Written instruction:
Format the entries below as a numbered list, omitting any blank lines.

Provided records:
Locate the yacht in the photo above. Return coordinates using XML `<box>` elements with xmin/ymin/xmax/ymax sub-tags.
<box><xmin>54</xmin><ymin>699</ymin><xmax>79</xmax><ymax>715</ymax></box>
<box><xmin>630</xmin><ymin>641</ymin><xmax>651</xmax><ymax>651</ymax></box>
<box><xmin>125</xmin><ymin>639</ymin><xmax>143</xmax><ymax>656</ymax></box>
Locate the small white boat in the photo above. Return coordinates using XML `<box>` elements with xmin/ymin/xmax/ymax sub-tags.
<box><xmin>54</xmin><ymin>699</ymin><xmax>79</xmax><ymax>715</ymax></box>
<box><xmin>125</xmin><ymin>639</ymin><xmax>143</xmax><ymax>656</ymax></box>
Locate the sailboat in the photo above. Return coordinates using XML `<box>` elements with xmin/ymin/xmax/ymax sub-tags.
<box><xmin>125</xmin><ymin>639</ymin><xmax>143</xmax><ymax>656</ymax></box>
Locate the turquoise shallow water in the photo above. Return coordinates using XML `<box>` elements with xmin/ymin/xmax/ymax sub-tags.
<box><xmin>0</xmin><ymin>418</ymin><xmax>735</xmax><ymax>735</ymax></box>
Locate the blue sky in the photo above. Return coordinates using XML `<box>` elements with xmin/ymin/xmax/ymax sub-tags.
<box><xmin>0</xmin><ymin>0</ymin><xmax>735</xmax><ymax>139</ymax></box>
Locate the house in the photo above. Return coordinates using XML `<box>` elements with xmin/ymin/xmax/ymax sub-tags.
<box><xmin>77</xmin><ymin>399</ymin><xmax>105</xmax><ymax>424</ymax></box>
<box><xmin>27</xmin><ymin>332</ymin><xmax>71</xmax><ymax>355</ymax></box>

Answer for this exercise:
1. Locate the yacht in the photo above. Return coordinates using XML `<box>` elements with xmin/ymin/xmax/ymax sub-tags.
2. <box><xmin>54</xmin><ymin>699</ymin><xmax>79</xmax><ymax>715</ymax></box>
3. <box><xmin>630</xmin><ymin>641</ymin><xmax>651</xmax><ymax>651</ymax></box>
4. <box><xmin>125</xmin><ymin>639</ymin><xmax>143</xmax><ymax>656</ymax></box>
5. Locate the small white boat in the photo above. Return coordinates using XML `<box>` elements with xmin/ymin/xmax/ymax sub-tags.
6. <box><xmin>54</xmin><ymin>699</ymin><xmax>79</xmax><ymax>715</ymax></box>
7. <box><xmin>125</xmin><ymin>639</ymin><xmax>143</xmax><ymax>656</ymax></box>
8. Locate the sailboat in the photo above. Return coordinates using XML `<box>` elements with xmin/ymin/xmax/ymax sub-tags.
9. <box><xmin>125</xmin><ymin>639</ymin><xmax>143</xmax><ymax>656</ymax></box>
10. Locate the turquoise shallow water in the photo above. Return coordinates using XML `<box>` elements with xmin/ymin/xmax/ymax sub-tags.
11. <box><xmin>0</xmin><ymin>418</ymin><xmax>735</xmax><ymax>735</ymax></box>
12. Locate the blue sky in the photo above. Return coordinates using XML `<box>` elements with xmin/ymin/xmax/ymax sub-tags.
13. <box><xmin>0</xmin><ymin>0</ymin><xmax>735</xmax><ymax>139</ymax></box>
14. Locate the house in the photo above. Return coordinates using XML `<box>` elements with xmin/ymin/xmax/ymax sub-tags.
15. <box><xmin>77</xmin><ymin>399</ymin><xmax>105</xmax><ymax>424</ymax></box>
16. <box><xmin>27</xmin><ymin>332</ymin><xmax>71</xmax><ymax>355</ymax></box>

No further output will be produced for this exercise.